> DOCUMENT EXTRACT
──────────
Mayhem is a Norwegian black metal band from Oslo. Formed in 1984, the group originally featured guitarist Øystein "Euronymous" Aarseth (originally known as "Destructor"), bassist and vocalist Jørn "Necrobutcher" Stubberud and drummer Kjetil Manheim. The band's current lineup includes Necrobutcher (who rejoined in 1995 after originally leaving in 1991), drummer Jan Axel "Hellhammer" Blomberg (since 1988), vocalist Attila Csihar (first from 1992 to 1993, and since 2004), and guitarists Morten Bergeton "Teloch" Iversen (since 2011) and Charles "Ghul" Hedger (since 2012).

==History==
===1984–1993===
Mayhem was formed in 1984 by Necrobutcher with Euronymous and Manheim. After two years of rehearsals, the trio released its first demo Pure Fucking Armageddon in early 1986. Shortly after its release, the group became a four-piece when Eirik "Messiah" Norheim took over vocals from Euronymous. Within a year, the vocalist had been replaced by Sven Erik "Maniac" Kristiansen, who performed on the group's first EP Deathcrush. Both Maniac and Manheim left shortly after the EP's release, and were briefly replaced by Vomit members Kittil Kittilsen and Torben Grue, respectively.

During early 1988, Euronymous and Necrobutcher rebuilt Mayhem with the addition of new vocalist Per "Dead" Ohlin and drummer Jan Axel "Hellhammer" Blomberg. The new incarnation remained stable for circa three l years, recording several live releases, but did not issue a full-length studio album. On 8 April 1991, Dead died by suicide at a house shared with Euronymous and Hellhammer. Due to his death, and the guitarist's subsequent actions (including taking photos of his body, one of which was later used as the cover for a bootleg release), Necrobutcher left Mayhem.
──────────
> RECORD EXCERPTS
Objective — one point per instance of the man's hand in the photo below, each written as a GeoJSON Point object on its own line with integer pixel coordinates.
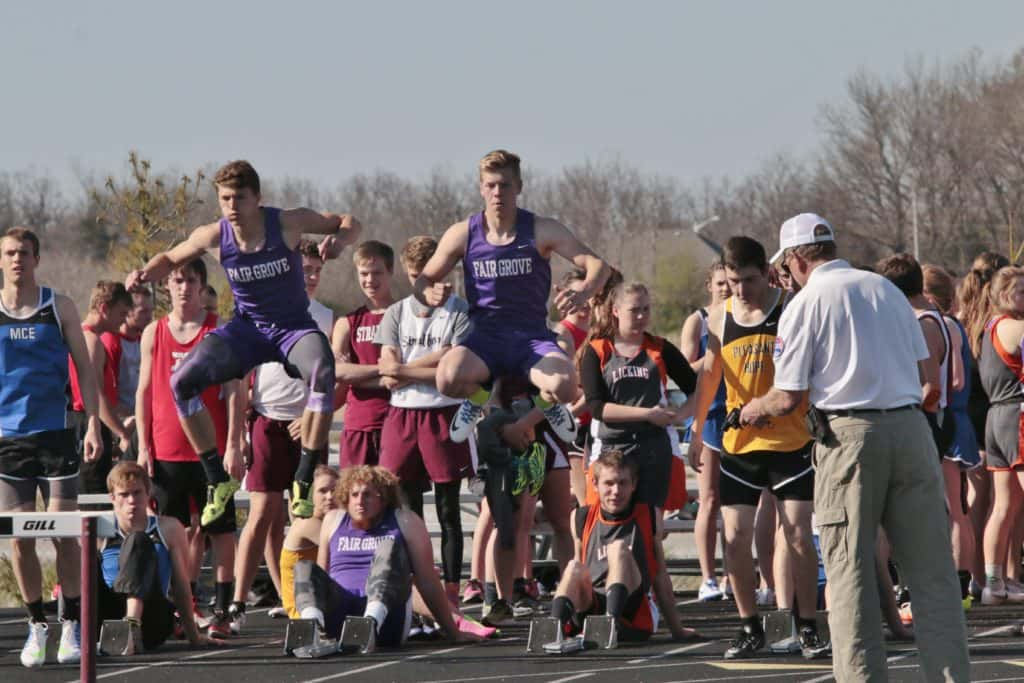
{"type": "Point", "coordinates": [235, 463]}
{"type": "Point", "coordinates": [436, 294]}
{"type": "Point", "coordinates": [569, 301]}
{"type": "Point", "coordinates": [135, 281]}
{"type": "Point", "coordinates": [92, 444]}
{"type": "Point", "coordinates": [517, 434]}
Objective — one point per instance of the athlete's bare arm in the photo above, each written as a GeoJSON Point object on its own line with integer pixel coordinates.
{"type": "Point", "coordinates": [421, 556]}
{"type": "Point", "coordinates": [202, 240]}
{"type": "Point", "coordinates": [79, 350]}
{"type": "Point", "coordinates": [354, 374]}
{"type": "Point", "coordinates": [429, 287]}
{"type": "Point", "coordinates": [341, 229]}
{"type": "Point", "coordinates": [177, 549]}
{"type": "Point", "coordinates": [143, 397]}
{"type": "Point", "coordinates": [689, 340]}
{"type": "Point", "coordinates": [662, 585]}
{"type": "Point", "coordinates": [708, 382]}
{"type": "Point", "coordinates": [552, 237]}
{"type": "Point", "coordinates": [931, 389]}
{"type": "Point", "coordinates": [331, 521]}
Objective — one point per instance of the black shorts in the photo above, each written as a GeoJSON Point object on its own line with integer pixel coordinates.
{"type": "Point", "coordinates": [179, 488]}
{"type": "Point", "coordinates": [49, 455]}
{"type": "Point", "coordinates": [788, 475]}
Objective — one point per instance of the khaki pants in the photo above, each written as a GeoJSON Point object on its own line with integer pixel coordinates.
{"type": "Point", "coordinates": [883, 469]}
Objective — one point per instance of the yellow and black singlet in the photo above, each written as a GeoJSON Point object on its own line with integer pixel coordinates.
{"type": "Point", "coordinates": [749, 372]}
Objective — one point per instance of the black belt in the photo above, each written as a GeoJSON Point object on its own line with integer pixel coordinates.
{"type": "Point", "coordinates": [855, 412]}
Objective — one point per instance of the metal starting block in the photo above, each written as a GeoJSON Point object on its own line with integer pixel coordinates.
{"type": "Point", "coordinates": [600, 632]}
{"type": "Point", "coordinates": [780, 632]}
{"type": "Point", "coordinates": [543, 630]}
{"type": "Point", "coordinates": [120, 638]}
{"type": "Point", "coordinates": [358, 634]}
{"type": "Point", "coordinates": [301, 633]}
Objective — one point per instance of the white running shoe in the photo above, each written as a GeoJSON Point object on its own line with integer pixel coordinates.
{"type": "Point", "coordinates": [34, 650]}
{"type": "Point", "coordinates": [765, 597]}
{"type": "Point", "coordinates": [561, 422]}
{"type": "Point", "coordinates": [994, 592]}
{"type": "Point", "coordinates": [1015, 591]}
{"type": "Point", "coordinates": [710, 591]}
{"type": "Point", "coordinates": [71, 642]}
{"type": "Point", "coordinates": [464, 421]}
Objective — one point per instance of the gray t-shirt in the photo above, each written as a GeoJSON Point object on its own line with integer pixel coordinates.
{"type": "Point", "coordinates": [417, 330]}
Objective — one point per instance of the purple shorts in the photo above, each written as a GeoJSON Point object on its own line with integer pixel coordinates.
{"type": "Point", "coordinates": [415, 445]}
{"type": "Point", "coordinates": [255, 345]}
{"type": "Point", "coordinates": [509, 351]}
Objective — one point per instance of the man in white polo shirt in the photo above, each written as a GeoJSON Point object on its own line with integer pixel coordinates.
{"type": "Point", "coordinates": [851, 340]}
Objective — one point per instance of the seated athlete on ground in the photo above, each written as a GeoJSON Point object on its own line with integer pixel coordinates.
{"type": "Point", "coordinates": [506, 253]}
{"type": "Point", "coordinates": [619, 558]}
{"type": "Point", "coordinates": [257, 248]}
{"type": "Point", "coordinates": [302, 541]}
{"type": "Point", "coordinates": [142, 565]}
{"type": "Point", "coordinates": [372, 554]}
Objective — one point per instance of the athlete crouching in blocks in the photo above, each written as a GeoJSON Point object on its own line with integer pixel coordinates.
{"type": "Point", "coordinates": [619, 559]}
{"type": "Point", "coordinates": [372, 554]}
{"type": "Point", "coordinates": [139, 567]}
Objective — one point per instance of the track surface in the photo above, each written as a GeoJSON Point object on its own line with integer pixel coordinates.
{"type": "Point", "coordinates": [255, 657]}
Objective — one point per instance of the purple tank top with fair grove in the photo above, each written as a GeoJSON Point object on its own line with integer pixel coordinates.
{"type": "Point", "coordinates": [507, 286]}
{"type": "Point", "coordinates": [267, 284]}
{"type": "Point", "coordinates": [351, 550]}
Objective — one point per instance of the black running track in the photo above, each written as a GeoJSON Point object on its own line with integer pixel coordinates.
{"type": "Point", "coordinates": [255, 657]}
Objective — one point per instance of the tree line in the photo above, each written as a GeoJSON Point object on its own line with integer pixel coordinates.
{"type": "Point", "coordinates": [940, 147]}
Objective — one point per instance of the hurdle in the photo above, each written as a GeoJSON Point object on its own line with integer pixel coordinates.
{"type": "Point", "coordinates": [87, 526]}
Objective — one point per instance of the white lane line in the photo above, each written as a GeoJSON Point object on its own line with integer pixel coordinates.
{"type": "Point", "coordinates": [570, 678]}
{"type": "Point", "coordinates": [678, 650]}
──────────
> ACTIVITIES
- A) According to the Mayhem history above, who took over vocals from Euronymous shortly after the first demo was released?
- B) Rewrite the Mayhem history between "During early 1988, Euronymous" and "Necrobutcher left Mayhem.", inclusive, swapping "drummer" for "percussionist".
- C) Extend the Mayhem band history, picking up after its final sentence.

> RESPONSES FOR EACH TASK
- A) Eirik "Messiah" Norheim.

- B)
During early 1988, Euronymous and Necrobutcher rebuilt Mayhem with the addition of new vocalist Per "Dead" Ohlin and percussionist Jan Axel "Hellhammer" Blomberg. The new incarnation remained stable for circa three l years, recording several live releases, but did not issue a full-length studio album. On 8 April 1991, Dead died by suicide at a house shared with Euronymous and Hellhammer. Due to his death, and the guitarist's subsequent actions (including taking photos of his body, one of which was later used as the cover for a bootleg release), Necrobutcher left Mayhem.

- C)
After a brief stint with Stian "Occultus" Johannsen, the band returned in late 1991 with Attila Csihar on vocals and Varg "Count Grishnackh" Vikernes on bass. This lineup recorded Mayhem's long-awaited full-length debut De Mysteriis Dom Sathanas, which featured material written by Dead and Necrobutcher. However, before it could be released, Vikernes murdered Euronymous on August 10, 1993, stabbing the guitarist 23 times after growing tensions and business disputes. The group consequently disbanded, with De Mysteriis Dom Sathanas receiving a release in 1994.

===Since 1995===
In late 1995, Mayhem was reformed with a lineup including Hellhammer, former members Maniac (vocals) and Necrobutcher (bass), and new guitarist Rune "Blasphemer" Eriksen. This incarnation remained intact for almost nine years, issuing the group's second and third full-length studio albums, Grand Declaration of War and Chimera. In November 2004, Maniac left the band and was replaced by another former vocalist, Attila Csihar. One more album followed, Ordo Ad Chao, before Blasphemer left in August 2008 claiming that he "simply [didn't] see any future for me in the band anymore".

Blasphemer was replaced on tour by Krister "Morfeus" Dreyer starting in October 2008, who was joined by French guitarist Silmaeth starting in March 2009. Just under two years later, Silmaeth was replaced by Morten Bergeton "Teloch" Iversen, and in 2012 Morfeus was replaced by Charles "Ghul" Hedger.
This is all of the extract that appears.